Pointing dataset excerpts:
** Begin **

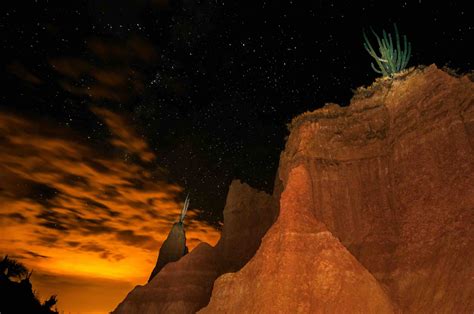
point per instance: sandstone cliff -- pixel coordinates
(377, 213)
(393, 179)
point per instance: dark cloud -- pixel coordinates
(72, 243)
(21, 72)
(34, 254)
(74, 180)
(17, 217)
(53, 220)
(48, 240)
(93, 226)
(130, 238)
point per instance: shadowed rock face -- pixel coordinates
(376, 216)
(172, 249)
(185, 286)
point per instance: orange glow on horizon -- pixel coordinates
(87, 222)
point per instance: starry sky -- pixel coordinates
(112, 111)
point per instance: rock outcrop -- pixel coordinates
(185, 286)
(393, 179)
(300, 267)
(172, 249)
(377, 213)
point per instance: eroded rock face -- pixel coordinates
(172, 249)
(393, 179)
(300, 267)
(376, 216)
(185, 286)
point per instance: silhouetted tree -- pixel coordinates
(16, 291)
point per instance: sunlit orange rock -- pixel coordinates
(393, 179)
(376, 215)
(300, 267)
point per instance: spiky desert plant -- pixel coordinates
(392, 58)
(184, 210)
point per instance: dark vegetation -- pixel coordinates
(16, 292)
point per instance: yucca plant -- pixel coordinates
(184, 210)
(392, 58)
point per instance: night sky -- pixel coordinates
(220, 79)
(193, 94)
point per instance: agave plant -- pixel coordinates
(392, 58)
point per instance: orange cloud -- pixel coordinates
(68, 210)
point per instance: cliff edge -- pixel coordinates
(377, 213)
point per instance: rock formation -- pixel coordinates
(185, 286)
(172, 249)
(300, 267)
(376, 215)
(393, 179)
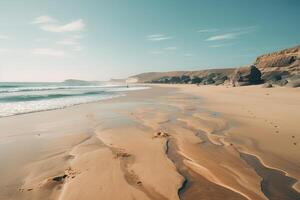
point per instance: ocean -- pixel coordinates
(20, 98)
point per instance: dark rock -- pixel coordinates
(185, 79)
(267, 85)
(282, 82)
(293, 83)
(196, 80)
(246, 76)
(59, 178)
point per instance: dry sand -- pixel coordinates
(167, 142)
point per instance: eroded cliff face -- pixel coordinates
(284, 58)
(278, 68)
(281, 67)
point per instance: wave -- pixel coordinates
(21, 98)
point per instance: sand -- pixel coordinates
(167, 142)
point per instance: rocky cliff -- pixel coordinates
(279, 68)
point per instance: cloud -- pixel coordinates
(73, 40)
(158, 37)
(227, 36)
(48, 52)
(207, 30)
(219, 45)
(171, 48)
(77, 48)
(233, 34)
(156, 52)
(188, 55)
(4, 37)
(3, 51)
(77, 25)
(43, 19)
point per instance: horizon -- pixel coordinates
(114, 40)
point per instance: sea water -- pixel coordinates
(20, 98)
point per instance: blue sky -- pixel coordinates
(96, 40)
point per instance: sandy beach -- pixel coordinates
(166, 142)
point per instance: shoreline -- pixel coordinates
(127, 124)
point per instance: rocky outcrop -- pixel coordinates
(280, 67)
(210, 76)
(246, 76)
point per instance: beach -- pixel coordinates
(165, 142)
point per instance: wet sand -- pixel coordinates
(168, 142)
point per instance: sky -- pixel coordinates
(54, 40)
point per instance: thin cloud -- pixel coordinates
(48, 52)
(188, 55)
(73, 40)
(227, 36)
(4, 51)
(77, 25)
(4, 37)
(171, 48)
(155, 52)
(158, 37)
(77, 48)
(219, 45)
(43, 19)
(207, 30)
(233, 34)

** End **

Set problem: Copy the records exactly as they appear, excluding images.

Output:
point per instance: sandstone cliff -- pixel coordinates
(377, 213)
(393, 179)
point per instance: dark cloud -- pixel coordinates
(72, 243)
(21, 72)
(34, 254)
(74, 180)
(17, 217)
(53, 220)
(48, 240)
(93, 226)
(130, 238)
point per instance: shadowed rock face -- pixel coordinates
(376, 216)
(172, 249)
(185, 286)
point per instance: orange glow on horizon -- pixel coordinates
(87, 222)
point per instance: starry sky -- pixel coordinates
(112, 111)
point per instance: rock outcrop -- pixel coordinates
(185, 286)
(393, 179)
(300, 267)
(172, 249)
(377, 213)
point per instance: eroded rock face -- pixel coordinates
(172, 249)
(393, 179)
(300, 267)
(376, 216)
(185, 286)
point per instance: silhouetted tree -- pixel coordinates
(16, 291)
point per instance: sunlit orange rock -- pixel coordinates
(393, 179)
(376, 215)
(300, 267)
point per instance: spiky desert plant -- pixel coordinates
(392, 58)
(184, 210)
point per instance: dark vegetation -- pixel coordinates
(16, 292)
point per instance: yucca plant -- pixel coordinates
(184, 210)
(392, 58)
point per instance: night sky -- pixel coordinates
(220, 79)
(193, 94)
point per instance: agave plant -- pixel coordinates
(392, 58)
point per instance: orange cloud -- pixel coordinates
(68, 210)
point per instance: cliff edge -- pixel coordinates
(377, 213)
point per instance: rock formation -- pixel coordinates
(185, 286)
(172, 249)
(300, 267)
(376, 215)
(393, 179)
point per instance: ocean -- pixel coordinates
(20, 98)
point per instance: dark rock -- pixel coordinates
(185, 79)
(267, 85)
(282, 82)
(293, 83)
(196, 80)
(246, 76)
(59, 178)
point per instance: dry sand -- pixel coordinates
(167, 142)
point per instance: eroded cliff face -- pixel coordinates
(284, 58)
(278, 68)
(281, 67)
point per instance: wave -- pixel coordinates
(21, 98)
point per instance: sand -- pixel coordinates
(167, 142)
point per instance: rocky cliff -- pixel coordinates
(279, 68)
point per instance: cloud -- pixel coordinates
(73, 40)
(158, 37)
(227, 36)
(48, 52)
(207, 30)
(219, 45)
(171, 48)
(77, 48)
(233, 34)
(156, 52)
(188, 55)
(4, 37)
(3, 51)
(77, 25)
(43, 19)
point per instance: horizon -- pixel coordinates
(114, 40)
point per instance: sea water -- pixel coordinates
(20, 98)
point per instance: blue sky -- pixel coordinates
(96, 40)
point per instance: sandy beach -- pixel coordinates
(166, 142)
point per instance: shoreline -- pixel coordinates
(127, 124)
point per instance: rocky outcrop -- pixel coordinates
(280, 67)
(210, 76)
(246, 76)
point per instance: beach -- pixel coordinates
(165, 142)
point per instance: wet sand -- pixel coordinates
(168, 142)
point per instance: sky -- pixel coordinates
(54, 40)
point per instance: thin cloud -- pixel coordinates
(48, 52)
(188, 55)
(73, 40)
(227, 36)
(4, 51)
(77, 25)
(4, 37)
(171, 48)
(155, 52)
(158, 37)
(77, 48)
(219, 45)
(43, 19)
(207, 30)
(233, 34)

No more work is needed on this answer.